TASK GOAL:
Reproduce verbatim everything from the line containing "the orange pulp" down to the end of the records below. Leave out the pictures.

TASK INPUT:
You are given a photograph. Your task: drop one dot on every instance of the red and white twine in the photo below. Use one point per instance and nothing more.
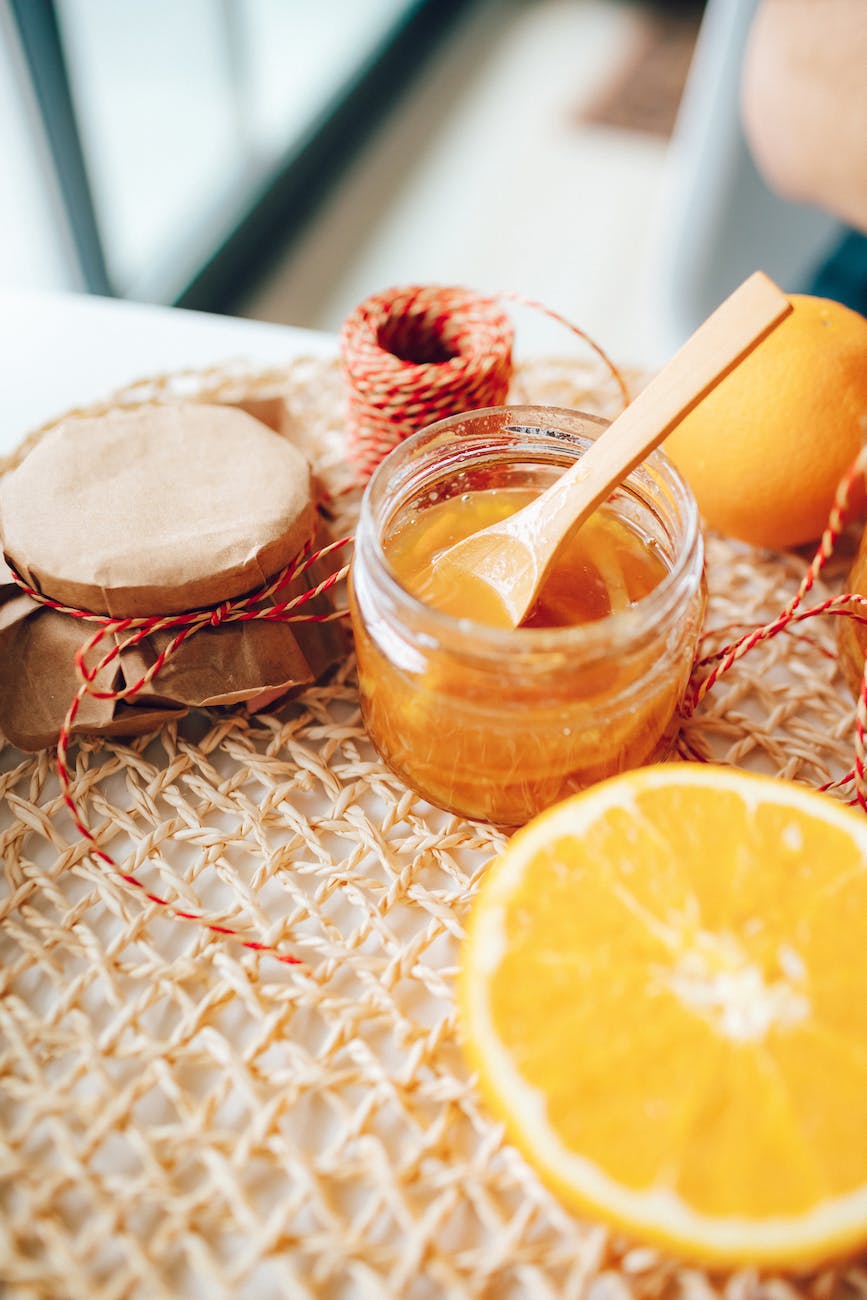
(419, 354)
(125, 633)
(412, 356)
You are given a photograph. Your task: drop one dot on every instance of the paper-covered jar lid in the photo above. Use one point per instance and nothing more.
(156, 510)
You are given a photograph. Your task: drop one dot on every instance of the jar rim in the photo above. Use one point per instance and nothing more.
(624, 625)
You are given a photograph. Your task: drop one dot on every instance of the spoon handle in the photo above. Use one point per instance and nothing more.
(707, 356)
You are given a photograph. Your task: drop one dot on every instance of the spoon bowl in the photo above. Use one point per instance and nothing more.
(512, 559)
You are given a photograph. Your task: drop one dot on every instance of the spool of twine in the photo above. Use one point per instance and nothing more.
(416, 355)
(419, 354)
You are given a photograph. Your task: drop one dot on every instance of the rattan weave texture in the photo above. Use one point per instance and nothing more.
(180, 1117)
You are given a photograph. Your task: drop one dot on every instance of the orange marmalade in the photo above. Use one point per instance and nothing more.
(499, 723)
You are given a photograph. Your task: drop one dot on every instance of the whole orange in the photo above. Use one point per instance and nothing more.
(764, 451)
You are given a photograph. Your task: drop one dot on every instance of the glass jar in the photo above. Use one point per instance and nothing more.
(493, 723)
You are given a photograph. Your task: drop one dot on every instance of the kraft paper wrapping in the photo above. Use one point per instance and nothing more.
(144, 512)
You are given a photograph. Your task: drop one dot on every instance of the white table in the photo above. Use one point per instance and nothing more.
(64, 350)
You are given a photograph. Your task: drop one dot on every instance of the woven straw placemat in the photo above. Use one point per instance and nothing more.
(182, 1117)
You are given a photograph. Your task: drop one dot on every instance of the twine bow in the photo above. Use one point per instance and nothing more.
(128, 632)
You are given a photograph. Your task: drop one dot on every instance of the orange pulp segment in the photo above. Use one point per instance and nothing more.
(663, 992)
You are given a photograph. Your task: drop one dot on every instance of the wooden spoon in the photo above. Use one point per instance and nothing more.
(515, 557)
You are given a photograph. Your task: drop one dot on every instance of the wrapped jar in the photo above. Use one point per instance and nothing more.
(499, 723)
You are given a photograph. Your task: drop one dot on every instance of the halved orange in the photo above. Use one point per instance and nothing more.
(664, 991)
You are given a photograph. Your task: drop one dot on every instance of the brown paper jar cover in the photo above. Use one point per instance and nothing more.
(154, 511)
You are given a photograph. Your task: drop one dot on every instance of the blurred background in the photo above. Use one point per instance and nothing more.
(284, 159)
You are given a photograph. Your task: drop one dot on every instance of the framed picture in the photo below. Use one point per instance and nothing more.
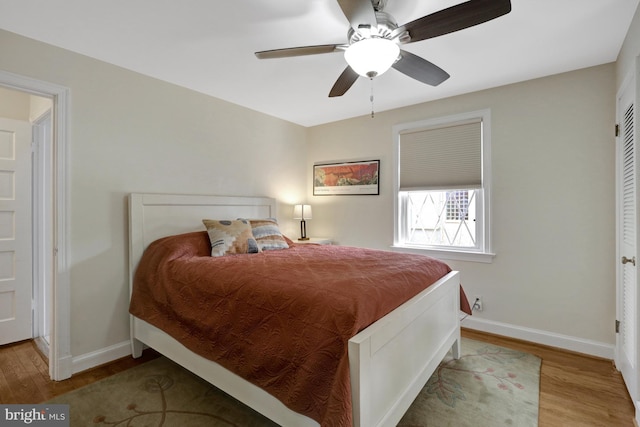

WRITTEN SOLUTION:
You are given a photograph. Your task: drop one dot on every instance of the orange pulp segment in the photo above. Use one point per instance and nothing more.
(663, 992)
You are given a photograph. Your task: drop one dot on every instance of the wooden spoon in the photo above. Use one point per instance and nothing more.
(515, 557)
You are given a photograph. Your task: drop one dot on every instance of the wrapped jar in the photo above. Use one point per instance and nothing more.
(499, 723)
You are given a photograph. Your task: drop one dot on every instance of the halved orange in the photo above. Use one point per instance and nothing more.
(664, 991)
You are given a photograph. Your task: drop one dot on every instance of the brown paper jar cover in the photo above. Use one point per instance and nothing more.
(154, 511)
You are given a photograph. Your task: drop one dot on every instance of the blurred background in the photo above. Use one point per instance and nothing more.
(284, 159)
You are given a photograph. Your task: drop one dot on every instance of the framed picture in the photo below. Use one point per instance and nothing more.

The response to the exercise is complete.